— BEGIN Listed entries —

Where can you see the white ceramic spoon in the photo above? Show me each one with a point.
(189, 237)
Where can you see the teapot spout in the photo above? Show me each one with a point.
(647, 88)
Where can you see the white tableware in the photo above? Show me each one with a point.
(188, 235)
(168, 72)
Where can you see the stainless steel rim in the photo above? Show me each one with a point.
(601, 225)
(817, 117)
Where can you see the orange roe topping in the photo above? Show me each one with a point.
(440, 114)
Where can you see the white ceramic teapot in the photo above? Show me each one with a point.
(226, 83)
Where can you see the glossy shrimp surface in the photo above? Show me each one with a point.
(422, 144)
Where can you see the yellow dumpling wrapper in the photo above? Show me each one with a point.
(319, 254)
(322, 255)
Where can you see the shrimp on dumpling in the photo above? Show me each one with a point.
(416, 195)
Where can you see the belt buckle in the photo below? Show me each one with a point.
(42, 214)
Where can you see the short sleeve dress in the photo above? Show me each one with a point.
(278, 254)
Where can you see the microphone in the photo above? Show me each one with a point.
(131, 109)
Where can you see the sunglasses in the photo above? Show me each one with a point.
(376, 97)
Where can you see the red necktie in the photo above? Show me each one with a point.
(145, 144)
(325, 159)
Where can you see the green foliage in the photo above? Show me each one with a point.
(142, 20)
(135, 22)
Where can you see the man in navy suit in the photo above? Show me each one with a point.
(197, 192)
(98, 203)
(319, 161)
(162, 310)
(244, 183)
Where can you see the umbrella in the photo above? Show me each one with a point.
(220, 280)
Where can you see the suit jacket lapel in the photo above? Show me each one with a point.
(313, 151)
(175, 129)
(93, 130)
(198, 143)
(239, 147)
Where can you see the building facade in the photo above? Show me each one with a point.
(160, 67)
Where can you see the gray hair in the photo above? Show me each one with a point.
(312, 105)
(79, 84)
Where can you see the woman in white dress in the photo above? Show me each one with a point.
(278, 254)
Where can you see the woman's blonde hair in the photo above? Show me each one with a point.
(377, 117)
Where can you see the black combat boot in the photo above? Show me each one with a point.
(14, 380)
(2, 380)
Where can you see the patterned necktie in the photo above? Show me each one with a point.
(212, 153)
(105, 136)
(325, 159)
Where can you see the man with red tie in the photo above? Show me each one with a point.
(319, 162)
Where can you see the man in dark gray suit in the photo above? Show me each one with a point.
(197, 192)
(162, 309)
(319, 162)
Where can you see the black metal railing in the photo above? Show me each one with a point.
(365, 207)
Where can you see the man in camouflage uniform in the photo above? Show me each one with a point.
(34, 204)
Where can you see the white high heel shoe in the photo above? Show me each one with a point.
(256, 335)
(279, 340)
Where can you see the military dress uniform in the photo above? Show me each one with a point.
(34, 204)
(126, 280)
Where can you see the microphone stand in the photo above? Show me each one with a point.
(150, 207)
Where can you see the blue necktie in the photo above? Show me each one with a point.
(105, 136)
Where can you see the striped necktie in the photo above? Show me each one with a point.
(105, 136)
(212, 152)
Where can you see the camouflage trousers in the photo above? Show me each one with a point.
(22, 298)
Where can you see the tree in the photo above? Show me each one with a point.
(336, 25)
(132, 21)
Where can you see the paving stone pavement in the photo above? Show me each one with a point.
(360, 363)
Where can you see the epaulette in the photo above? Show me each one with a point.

— END Listed entries —

Given problem:
Your task is to transcribe the listing above in full, exactly as given.

Exercise output:
Where can you see the white ceramic spoon in the photo above? Show me each one with a point.
(189, 237)
Where can you see the teapot spout in the photo above? Show me each one with a point.
(647, 88)
Where can you see the white tableware in the photo above? Show me each one with a point.
(188, 235)
(168, 72)
Where can you see the stainless steel rim in the photo above? Show me each one with a point.
(601, 225)
(817, 117)
Where can you see the orange roe topping in the photo above? Show me each one with a point.
(440, 114)
Where can you see the white ceramic teapot in the photo above? Show me each one with a point.
(226, 83)
Where can you see the glossy shrimp surface in the photo above? Show me each one with a point.
(422, 144)
Where can you see the yellow dumpling wrapper in the photo above? Show me each one with a point.
(319, 254)
(322, 255)
Where can you see the shrimp on dumpling in the photo above? Show me each one with a point.
(416, 195)
Where can you see the belt buckle in the photo below? Show me each one with a point.
(42, 214)
Where can you see the short sleeve dress in the photo above? Show me each one with a point.
(278, 254)
Where can you see the microphone in the photo above? Show me each one with a point.
(131, 109)
Where can you see the sunglasses in the photo above? Show me each one with a point.
(376, 97)
Where can you see the red necktie in the photo above? Show me each one with a point.
(145, 144)
(325, 159)
Where can you see the green foliage in the photo above? Show me each one with a point.
(142, 20)
(135, 22)
Where can you see the man in navy suit in the photo above? Show me each one with a point.
(197, 192)
(98, 203)
(319, 161)
(162, 310)
(244, 183)
Where can you see the umbrella in the photo above? Show me each one with a point.
(220, 280)
Where can you see the suit jacket lapel in the photo above? Show me each one with a point.
(313, 151)
(175, 129)
(93, 130)
(198, 143)
(239, 147)
Where can you see the building facade in the photo above? Show me each one with a point.
(160, 67)
Where can you see the gray hair in the photo above? Show me each one with a point.
(312, 105)
(79, 84)
Where can you see the woman in white dress in the photo above? Show me each one with a point.
(278, 254)
Where can you see the woman's blonde hair in the photo above? Show me each one with a point.
(377, 117)
Where can you see the black combat boot in the photo above? Show me each one with a point.
(14, 380)
(2, 380)
Where can you see the patterned necktie in the photo above? Show me each one with a point.
(212, 153)
(105, 136)
(325, 159)
Where can you see the man with red tie in the photo above? Show me each one with a point.
(319, 162)
Where can you see the man in dark gray suit in the photo above? Show me each one with a point.
(197, 192)
(162, 309)
(319, 162)
Where can you see the black metal railing in the photo above? Show me each one with a point.
(365, 207)
Where can you see the man in camouflage uniform in the photo above? Show me each one with a point.
(34, 204)
Where can you see the white high heel shoe in the photo above? Show me each one with a point.
(256, 335)
(279, 340)
Where can you see the military dress uniform in the photo above? Show me each one with a point.
(34, 204)
(126, 280)
Where can you see the microphone stand in the photo above? Show me each one with a point.
(150, 207)
Where can you see the blue necktie in the photo above? Show me each one with a point.
(105, 136)
Where can you see the striped necktie in the photo above? Show me each one with a point.
(105, 136)
(212, 152)
Where can you see the camouflage trousers in the photo above? Show me each one with a point.
(22, 298)
Where can you see the tree in the photo above? Show me each one with a point.
(336, 25)
(132, 21)
Where can you see the paving stone pavement in the photo above? Show me each one with a point.
(360, 363)
Where can you see the epaulette in the photo above? Show me each one with a point.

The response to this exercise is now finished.